Language of the Month: Rust, the results

Post author By Gergely Imreh
Post date December 7, 2015
7 Comments on Language of the Month: Rust, the results

Every now and then I do a “Language of the Month” feature when I spend one month to learn a new programming language. This last month in November I’ve spent with Rust, and it’s time to take stock. Will look at the impression I had in this short time, show one project that I get done in Rust, and some ideas what I’d like to do with Rust in the future!

Experience

According to my time log, I have spent about 20 hours this month learning Rust. That’s way too little to have a good understanding, but definitely enough to have some educated guesses (and excitement, and horror , as appropriate). This time I’m generally very impressed as Rust comes across as indeed a very modern and smart language, although that modernness is mostly in the tooling and non-essential parts. It is also changing very quickly, for good and bad. Here are some, admittedly subjective and incomplete list of observations. Good is what I like, Bad what’s less nice IMHO, and Ugly is what’s imperfect or confusing (at this stage of my Rust learning):

Good

It’s great to see that documentation is a not an afterthought, but a core part, that is making use a lot of modern development experience. Having a standard way to include example code in docstrings and actual tests are run on them to make sure the examples are also up-to-date with the code is a very cool concept. Also being able to auto-generate HTML documentation from the code is probably going to be standard in most new languages (I think Go does that also, and other languages have gained similar optional tools)

It’s also great to see how testing is a not an afterthought either. There are a bunch of different ways of including tests (in the same file, test file, directory with test, in documentation…), though most of the time there’s probably one way that fits the project the best and can use that.

Rust has some very interesting foundations, mostly on top of the memory model and traits, that take quite a bit of time to wrap one’s head around (I’m not there yet), but goes a very long way to eliminate programming by accident (or programming by permutation): it makes the it much harder to write something, see whether it works as hoped, and if not, then try to change something little and try again. Here it does not really work anymore as there are way too many things that have to be correct for the code to run, and the best to get there is to actually understand how the code should work.

Traits are intriguing, they remind me a bit of Python’s duck typing, though only similar. This also includes generics, or parametric polymorphism. Composed types are also the bomb – once you understand it and stop doing permutations of them to try to get the code to compile. :)

Interesting use semicolons, in particular for returning value when it is omitted on the last expression in a function (a bit like Matlab, where it is used as which function results to print on the debug console, and which just use silently).

Having a way to mark unimplemented sections (as part of the standard library) is very pragmatic, I’m sure it came out of a lot of engineering experience.

# # #

[GOAL OF THE EXERCISE] Please reproduce, word for word, the stretch of the Rust post from "It’s also great" through "code should work.". The rows after the Rust post aren't needed.

# # #

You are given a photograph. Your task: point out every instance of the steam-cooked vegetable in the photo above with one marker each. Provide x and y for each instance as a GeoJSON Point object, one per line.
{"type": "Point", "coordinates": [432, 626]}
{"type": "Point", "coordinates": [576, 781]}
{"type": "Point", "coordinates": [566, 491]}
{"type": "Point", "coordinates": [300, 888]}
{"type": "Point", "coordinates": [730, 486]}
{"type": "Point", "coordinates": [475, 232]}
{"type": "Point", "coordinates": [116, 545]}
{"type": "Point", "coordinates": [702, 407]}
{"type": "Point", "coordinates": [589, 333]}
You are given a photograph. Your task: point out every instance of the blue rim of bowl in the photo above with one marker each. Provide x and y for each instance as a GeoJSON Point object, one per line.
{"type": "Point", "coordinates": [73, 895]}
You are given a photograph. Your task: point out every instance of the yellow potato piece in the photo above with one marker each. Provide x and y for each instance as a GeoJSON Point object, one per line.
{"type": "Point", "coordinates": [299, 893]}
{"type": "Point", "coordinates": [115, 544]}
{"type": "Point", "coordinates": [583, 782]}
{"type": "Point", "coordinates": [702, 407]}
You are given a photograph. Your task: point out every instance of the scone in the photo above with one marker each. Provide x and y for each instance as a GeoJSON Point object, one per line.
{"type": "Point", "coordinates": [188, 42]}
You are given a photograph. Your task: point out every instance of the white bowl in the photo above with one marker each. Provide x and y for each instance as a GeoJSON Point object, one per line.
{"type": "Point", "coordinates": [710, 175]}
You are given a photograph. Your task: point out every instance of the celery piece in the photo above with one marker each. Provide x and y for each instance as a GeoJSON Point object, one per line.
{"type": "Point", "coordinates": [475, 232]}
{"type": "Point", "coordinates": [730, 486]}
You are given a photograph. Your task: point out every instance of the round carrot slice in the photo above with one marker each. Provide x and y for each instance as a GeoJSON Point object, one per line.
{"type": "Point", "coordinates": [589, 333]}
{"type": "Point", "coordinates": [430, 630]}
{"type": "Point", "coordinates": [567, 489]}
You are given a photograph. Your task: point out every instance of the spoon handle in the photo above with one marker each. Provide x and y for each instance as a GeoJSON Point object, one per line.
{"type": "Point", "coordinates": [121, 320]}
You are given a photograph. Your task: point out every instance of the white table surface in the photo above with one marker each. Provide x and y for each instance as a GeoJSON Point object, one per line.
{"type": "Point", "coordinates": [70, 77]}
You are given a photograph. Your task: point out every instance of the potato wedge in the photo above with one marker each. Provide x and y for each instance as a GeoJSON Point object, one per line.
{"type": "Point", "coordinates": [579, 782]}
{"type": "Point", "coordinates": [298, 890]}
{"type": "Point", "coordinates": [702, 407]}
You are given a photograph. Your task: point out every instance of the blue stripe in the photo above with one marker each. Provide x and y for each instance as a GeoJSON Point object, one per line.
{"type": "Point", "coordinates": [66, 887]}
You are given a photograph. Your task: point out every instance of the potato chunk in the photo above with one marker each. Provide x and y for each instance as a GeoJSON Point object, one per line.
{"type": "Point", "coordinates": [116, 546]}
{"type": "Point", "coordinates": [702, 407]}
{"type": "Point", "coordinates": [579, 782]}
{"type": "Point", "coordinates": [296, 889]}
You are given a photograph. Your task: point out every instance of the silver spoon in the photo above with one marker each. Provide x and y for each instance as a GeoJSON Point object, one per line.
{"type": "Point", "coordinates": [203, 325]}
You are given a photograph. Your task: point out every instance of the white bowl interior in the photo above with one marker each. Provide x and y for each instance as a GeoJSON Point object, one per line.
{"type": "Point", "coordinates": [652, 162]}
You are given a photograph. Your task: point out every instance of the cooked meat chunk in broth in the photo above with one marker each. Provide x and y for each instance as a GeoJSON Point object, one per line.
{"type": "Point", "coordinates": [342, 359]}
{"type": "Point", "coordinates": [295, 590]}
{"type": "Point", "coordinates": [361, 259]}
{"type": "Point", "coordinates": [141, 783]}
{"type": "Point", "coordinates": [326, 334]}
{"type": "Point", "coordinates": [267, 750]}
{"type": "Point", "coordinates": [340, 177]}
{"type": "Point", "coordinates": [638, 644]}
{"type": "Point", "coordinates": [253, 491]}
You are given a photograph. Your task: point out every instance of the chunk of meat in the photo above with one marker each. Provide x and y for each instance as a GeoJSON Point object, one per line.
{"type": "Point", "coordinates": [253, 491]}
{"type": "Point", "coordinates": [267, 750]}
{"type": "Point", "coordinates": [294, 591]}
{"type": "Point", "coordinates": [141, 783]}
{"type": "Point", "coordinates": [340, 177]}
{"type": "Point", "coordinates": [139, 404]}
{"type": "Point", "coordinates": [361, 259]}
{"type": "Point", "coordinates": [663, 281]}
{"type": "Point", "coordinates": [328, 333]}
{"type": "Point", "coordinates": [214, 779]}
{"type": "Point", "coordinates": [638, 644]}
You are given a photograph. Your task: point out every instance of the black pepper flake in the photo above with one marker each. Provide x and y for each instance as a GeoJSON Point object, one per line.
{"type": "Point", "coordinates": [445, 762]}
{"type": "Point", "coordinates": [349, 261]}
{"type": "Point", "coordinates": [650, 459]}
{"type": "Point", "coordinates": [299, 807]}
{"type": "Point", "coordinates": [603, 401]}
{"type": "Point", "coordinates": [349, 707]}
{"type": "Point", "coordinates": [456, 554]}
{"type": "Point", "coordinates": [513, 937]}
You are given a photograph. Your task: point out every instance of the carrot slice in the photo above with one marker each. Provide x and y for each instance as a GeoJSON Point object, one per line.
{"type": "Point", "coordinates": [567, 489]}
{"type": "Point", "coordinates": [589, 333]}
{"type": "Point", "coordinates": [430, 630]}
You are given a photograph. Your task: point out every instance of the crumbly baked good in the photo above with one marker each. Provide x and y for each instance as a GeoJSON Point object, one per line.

# # #

[THE OUTPUT]
It’s also great to see how testing is a not an afterthought either. There are a bunch of different ways of including tests (in the same file, test file, directory with test, in documentation…), though most of the time there’s probably one way that fits the project the best and can use that.

Rust has some very interesting foundations, mostly on top of the memory model and traits, that take quite a bit of time to wrap one’s head around (I’m not there yet), but goes a very long way to eliminate programming by accident (or programming by permutation): it makes the it much harder to write something, see whether it works as hoped, and if not, then try to change something little and try again. Here it does not really work anymore as there are way too many things that have to be correct for the code to run, and the best to get there is to actually understand how the code should work.